Given text:
[BEGIN]
[<prev] [next>] [<thread-prev] [thread-next>] [day] [month] [year] [list]
Message-ID: <87d2ngyb02.fsf@xmission.com>
Date: Mon, 07 Oct 2013 15:25:17 -0700
From: ebiederm@...ssion.com (Eric W. Biederman)
To: Andy Lutomirski <luto@...capital.net>
Cc: "Serge E. Hallyn" <serge@...lyn.com>,
Miklos Szeredi <miklos@...redi.hu>,
Al Viro <viro@...iv.linux.org.uk>,
Linux-Fsdevel <linux-fsdevel@...r.kernel.org>,
Kernel Mailing List <linux-kernel@...r.kernel.org>,
Rob Landley <rob@...dley.net>,
Linus Torvalds <torvalds@...ux-foundation.org>
Subject: Re: [RFC][PATCH 4/3] vfs: Allow rmdir to remove mounts in all but the current mount namespace
Andy Lutomirski <luto@...capital.net> writes:
> On Mon, Oct 7, 2013 at 7:55 AM, Eric W. Biederman <ebiederm@...ssion.com> wrote:
>> "Serge E. Hallyn" <serge@...lyn.com> writes:
>>
>>> Quoting Eric W. Biederman (ebiederm@...ssion.com):
>>>>
>>>> Programs have been known to test for empty directories by attempting
>>>> to remove them. To keep from violating the principle of least
>>>> surprise don't let directories the caller can see with someting
>>>> mounted on them be deleted.
>>>
>>> Do you think we should do the same thing for over-mounted file at
>>> vfs_unlink()?
>>
>> We easily could.
>>
>> The point of the patch is to just preserve the directory is empty don't
>> allow rmdir to succeed semantics, and as typically we can see something
>> in the directory because of the mount it doesn't make sense for rmdir to
>> succeed.
>>
>> unlink doesn't have any occassions when the permissions are sufficient
>> to remove a directory where it will fail. So I don't see the point of
>> doing this for anything except directories.
>>
>> Except for possibly the oddball rmdir semantics mentioned I don't think
>> this patch should be part of anyone's correctness analysis.
>>
>>
>>
>> It is easiest to see that this series of changes is semantically safe if
>> we are safe to run unprivileged code in a mount namespace where root has
>> locally unmounted every mount point.
>>
>> We do have the restriction that in a user namespace we can't unmount
>> anything root was mounted outside the user namespace. Which combined
>> with the above patch would be roughly equivalent to todays mount
>> restrictions for the common case. Unfortunately being only roughly
>> equivalent the analysis gets very complicated, and complicated reasoning
>> usually means invalid reasoning.
>>
>>
>> So if we can feel safe just depending on the parent directory
>> permissions (which are not hidden by a mount) protecting our mount
>> points, I feel much better about this patchset.
[END]
Written task: Reproduce the stretch of the mailing-list message from "[<prev] [next>] [<thread-prev]" through "(Eric W. Biederman)" word for word.

Information provided:
[BEGIN]
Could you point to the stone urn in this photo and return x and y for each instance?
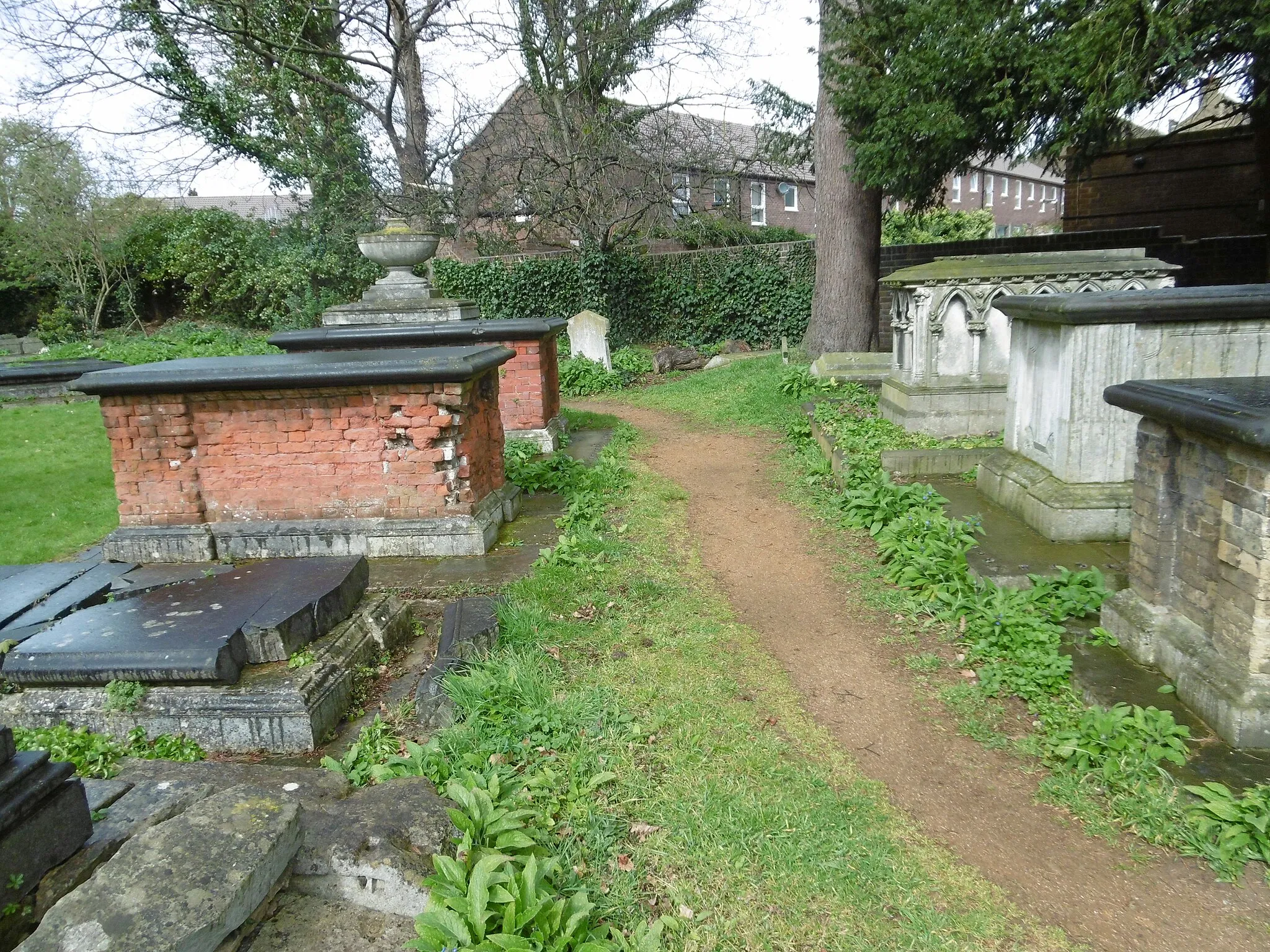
(399, 250)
[END]
The output:
[<prev] [next>] [<thread-prev] [thread-next>] [day] [month] [year] [list]
Message-ID: <87d2ngyb02.fsf@xmission.com>
Date: Mon, 07 Oct 2013 15:25:17 -0700
From: ebiederm@...ssion.com (Eric W. Biederman)